Region annotation lines
"""
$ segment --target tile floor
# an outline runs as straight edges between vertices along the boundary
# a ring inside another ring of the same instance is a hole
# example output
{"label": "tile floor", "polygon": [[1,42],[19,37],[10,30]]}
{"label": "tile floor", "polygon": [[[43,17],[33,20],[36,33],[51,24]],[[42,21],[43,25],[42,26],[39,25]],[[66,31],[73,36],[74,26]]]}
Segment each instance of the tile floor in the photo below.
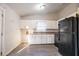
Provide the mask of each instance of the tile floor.
{"label": "tile floor", "polygon": [[21,44],[8,56],[61,56],[54,45],[27,45]]}

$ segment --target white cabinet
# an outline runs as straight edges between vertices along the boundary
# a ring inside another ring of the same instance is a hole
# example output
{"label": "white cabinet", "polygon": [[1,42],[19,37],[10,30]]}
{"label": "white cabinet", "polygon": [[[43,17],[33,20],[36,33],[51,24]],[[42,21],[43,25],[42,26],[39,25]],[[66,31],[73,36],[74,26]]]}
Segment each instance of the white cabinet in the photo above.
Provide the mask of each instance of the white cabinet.
{"label": "white cabinet", "polygon": [[31,35],[30,44],[52,44],[54,43],[54,34]]}

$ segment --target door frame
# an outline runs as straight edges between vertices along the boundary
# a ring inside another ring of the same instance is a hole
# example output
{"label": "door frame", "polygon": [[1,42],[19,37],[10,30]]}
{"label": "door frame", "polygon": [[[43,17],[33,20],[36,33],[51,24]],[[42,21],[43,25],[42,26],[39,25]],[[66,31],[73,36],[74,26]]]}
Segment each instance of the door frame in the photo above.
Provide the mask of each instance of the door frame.
{"label": "door frame", "polygon": [[5,56],[5,9],[0,6],[2,11],[2,20],[1,20],[1,56]]}

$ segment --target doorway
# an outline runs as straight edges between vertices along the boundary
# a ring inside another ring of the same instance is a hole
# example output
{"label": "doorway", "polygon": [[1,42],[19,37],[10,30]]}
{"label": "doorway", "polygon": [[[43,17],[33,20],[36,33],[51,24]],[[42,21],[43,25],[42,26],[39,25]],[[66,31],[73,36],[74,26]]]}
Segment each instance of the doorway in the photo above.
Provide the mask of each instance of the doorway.
{"label": "doorway", "polygon": [[4,39],[4,10],[0,7],[0,56],[3,55],[3,39]]}

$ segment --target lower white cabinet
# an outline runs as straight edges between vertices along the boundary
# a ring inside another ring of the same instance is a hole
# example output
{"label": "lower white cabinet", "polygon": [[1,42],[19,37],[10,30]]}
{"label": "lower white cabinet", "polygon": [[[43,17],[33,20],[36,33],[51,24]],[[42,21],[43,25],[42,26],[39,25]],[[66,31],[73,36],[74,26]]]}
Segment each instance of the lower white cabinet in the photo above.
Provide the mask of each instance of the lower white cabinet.
{"label": "lower white cabinet", "polygon": [[53,44],[54,34],[31,35],[28,40],[30,44]]}

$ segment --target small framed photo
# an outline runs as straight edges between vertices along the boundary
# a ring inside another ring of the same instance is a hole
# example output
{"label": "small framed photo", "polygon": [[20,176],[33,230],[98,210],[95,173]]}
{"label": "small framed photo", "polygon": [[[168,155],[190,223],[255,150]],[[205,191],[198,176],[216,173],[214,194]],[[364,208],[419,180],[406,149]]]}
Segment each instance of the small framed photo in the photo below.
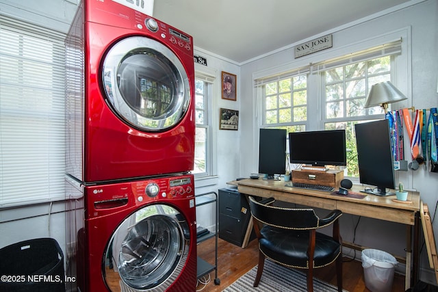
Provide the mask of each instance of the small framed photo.
{"label": "small framed photo", "polygon": [[222,98],[229,101],[237,100],[237,77],[234,74],[222,71]]}
{"label": "small framed photo", "polygon": [[239,129],[239,111],[220,109],[220,120],[219,123],[220,130]]}

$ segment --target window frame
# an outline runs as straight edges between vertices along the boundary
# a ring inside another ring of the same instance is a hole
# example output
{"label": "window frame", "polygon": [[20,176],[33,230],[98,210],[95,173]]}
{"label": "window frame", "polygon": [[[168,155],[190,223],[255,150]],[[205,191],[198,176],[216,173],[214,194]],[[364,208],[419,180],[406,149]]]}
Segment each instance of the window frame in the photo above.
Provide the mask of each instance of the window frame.
{"label": "window frame", "polygon": [[[194,173],[195,180],[197,181],[209,180],[210,178],[217,178],[217,159],[216,159],[216,137],[213,135],[213,129],[217,123],[218,116],[215,114],[217,111],[216,98],[214,93],[216,92],[217,80],[216,78],[216,71],[209,70],[209,68],[201,68],[201,65],[195,64],[195,80],[201,80],[204,82],[204,122],[203,124],[196,124],[196,128],[203,129],[206,131],[206,146],[205,146],[205,172]],[[196,92],[195,92],[196,95]],[[195,105],[195,111],[196,111]],[[195,120],[196,122],[196,120]],[[214,183],[211,183],[212,184]],[[210,183],[203,182],[198,185],[209,185]]]}
{"label": "window frame", "polygon": [[[409,45],[411,40],[411,27],[407,27],[396,31],[389,31],[376,37],[364,40],[358,42],[347,44],[339,48],[333,48],[333,49],[326,50],[324,51],[318,52],[313,55],[309,55],[305,57],[299,58],[284,65],[273,67],[270,69],[265,69],[262,71],[257,72],[253,74],[253,78],[255,84],[255,96],[257,97],[257,103],[259,105],[257,106],[257,113],[259,118],[257,118],[257,127],[253,129],[253,135],[255,141],[258,141],[258,130],[259,128],[272,127],[279,127],[283,126],[279,124],[263,124],[263,90],[261,89],[259,84],[261,83],[260,80],[269,79],[273,79],[275,76],[284,76],[285,72],[292,72],[294,68],[305,67],[306,62],[311,70],[308,75],[307,79],[307,117],[320,117],[320,118],[309,119],[307,118],[307,123],[306,124],[306,131],[321,131],[324,130],[325,123],[327,122],[325,118],[325,99],[324,94],[322,94],[322,86],[321,82],[321,77],[318,74],[318,63],[324,63],[327,61],[336,61],[337,59],[345,57],[346,55],[350,54],[352,58],[355,57],[355,53],[351,52],[363,53],[370,49],[369,48],[375,48],[378,46],[385,47],[388,44],[393,42],[398,42],[398,47],[400,49],[400,53],[393,61],[391,61],[391,82],[402,92],[404,92],[408,97],[408,100],[398,103],[394,105],[394,108],[402,108],[409,107],[411,104],[411,47]],[[391,53],[387,53],[391,55]],[[374,57],[376,58],[376,57]],[[366,118],[368,120],[375,120],[378,118],[384,118],[385,115],[371,115]],[[364,116],[360,117],[349,117],[348,121],[358,120],[363,120]],[[347,120],[344,119],[344,120]],[[332,122],[332,120],[330,120]],[[405,142],[406,143],[406,142]],[[253,146],[254,155],[258,154],[257,145]],[[253,163],[253,170],[257,170],[257,163]],[[255,171],[257,172],[257,171]],[[400,174],[400,176],[405,176],[407,174]],[[359,178],[357,178],[359,181]]]}

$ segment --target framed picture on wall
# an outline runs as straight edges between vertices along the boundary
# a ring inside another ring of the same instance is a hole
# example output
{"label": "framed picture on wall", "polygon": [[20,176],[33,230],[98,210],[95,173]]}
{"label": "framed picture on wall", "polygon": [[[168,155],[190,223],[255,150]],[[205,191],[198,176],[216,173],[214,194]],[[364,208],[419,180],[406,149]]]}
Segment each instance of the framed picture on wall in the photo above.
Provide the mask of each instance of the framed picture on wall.
{"label": "framed picture on wall", "polygon": [[219,129],[220,130],[239,129],[239,111],[220,109],[220,120]]}
{"label": "framed picture on wall", "polygon": [[234,74],[222,71],[222,98],[229,101],[237,100],[237,77]]}

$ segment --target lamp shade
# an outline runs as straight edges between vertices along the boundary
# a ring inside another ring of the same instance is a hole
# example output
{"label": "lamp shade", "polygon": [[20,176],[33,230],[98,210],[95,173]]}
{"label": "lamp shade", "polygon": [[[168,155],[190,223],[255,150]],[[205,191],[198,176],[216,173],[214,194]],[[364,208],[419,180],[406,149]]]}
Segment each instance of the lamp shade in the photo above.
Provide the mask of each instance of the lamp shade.
{"label": "lamp shade", "polygon": [[364,107],[373,107],[407,99],[396,86],[389,81],[381,82],[372,86]]}

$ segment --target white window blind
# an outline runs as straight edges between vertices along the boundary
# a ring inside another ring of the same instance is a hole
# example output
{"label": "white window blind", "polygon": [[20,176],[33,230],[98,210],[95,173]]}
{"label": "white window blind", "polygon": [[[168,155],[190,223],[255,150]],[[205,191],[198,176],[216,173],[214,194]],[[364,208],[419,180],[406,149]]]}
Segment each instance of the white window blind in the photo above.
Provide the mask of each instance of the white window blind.
{"label": "white window blind", "polygon": [[0,208],[64,198],[64,38],[0,16]]}
{"label": "white window blind", "polygon": [[313,72],[324,71],[359,62],[368,61],[387,55],[398,55],[401,52],[402,40],[400,38],[400,40],[366,50],[313,64],[311,69]]}

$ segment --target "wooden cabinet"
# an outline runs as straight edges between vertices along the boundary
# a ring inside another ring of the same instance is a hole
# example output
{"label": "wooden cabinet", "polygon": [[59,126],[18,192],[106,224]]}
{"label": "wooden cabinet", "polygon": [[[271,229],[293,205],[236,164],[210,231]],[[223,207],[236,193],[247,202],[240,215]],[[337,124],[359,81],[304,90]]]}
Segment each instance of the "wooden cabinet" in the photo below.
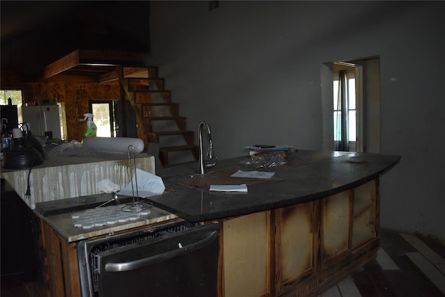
"""
**THE EXERCISE**
Pull out every line above that contains the string "doorway", matching case exactly.

**PROBLEM SOLUTION**
$ segment --target doorway
{"label": "doorway", "polygon": [[1,42],[19,37],[10,30]]}
{"label": "doorway", "polygon": [[[43,17],[33,20],[36,33],[51,24]],[[42,21],[43,25],[42,26],[39,25]],[[66,31],[73,36],[74,26]]]}
Segment each instance of the doorway in the photo above.
Provide the mask of each instance of the doorway.
{"label": "doorway", "polygon": [[4,39],[4,10],[0,7],[0,56],[3,55],[3,39]]}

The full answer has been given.